Problem details = Put the data below into a numbered list, leaving out blank lines and taking only the part that opens with the line containing "TARGET: paver deck" and runs through the end of the data.

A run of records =

::::::::

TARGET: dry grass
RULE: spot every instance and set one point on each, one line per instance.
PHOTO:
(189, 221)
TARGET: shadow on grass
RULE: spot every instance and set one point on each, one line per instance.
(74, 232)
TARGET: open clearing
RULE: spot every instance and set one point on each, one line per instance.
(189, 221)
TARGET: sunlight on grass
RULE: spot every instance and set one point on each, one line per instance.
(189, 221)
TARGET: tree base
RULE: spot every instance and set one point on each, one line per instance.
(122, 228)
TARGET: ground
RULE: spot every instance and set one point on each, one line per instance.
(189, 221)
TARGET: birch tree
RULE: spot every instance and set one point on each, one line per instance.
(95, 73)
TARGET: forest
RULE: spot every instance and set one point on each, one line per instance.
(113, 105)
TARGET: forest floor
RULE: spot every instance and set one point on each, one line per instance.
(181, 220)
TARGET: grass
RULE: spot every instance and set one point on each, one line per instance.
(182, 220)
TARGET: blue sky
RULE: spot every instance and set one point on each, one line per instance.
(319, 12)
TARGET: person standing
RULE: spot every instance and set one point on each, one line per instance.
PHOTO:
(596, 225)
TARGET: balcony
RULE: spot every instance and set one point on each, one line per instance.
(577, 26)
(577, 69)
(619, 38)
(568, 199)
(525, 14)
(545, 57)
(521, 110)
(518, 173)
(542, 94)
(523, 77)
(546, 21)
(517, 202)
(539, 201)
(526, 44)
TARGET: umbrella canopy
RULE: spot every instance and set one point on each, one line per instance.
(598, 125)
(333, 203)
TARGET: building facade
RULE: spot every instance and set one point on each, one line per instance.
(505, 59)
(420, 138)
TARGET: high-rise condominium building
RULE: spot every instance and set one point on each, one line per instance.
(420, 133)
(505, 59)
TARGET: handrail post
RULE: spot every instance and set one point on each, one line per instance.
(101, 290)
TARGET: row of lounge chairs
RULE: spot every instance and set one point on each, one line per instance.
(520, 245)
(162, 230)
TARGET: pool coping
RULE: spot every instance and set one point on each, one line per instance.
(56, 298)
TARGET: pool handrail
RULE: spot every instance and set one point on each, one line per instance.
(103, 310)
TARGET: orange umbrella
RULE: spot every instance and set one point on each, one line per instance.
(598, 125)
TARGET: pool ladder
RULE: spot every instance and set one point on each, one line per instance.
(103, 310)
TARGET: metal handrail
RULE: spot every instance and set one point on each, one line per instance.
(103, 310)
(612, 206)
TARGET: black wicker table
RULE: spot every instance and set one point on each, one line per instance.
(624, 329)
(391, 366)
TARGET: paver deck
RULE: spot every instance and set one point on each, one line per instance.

::::::::

Solution to the problem =
1. TARGET: paver deck
2. RULE: spot every instance and set one point on each, one line per instance.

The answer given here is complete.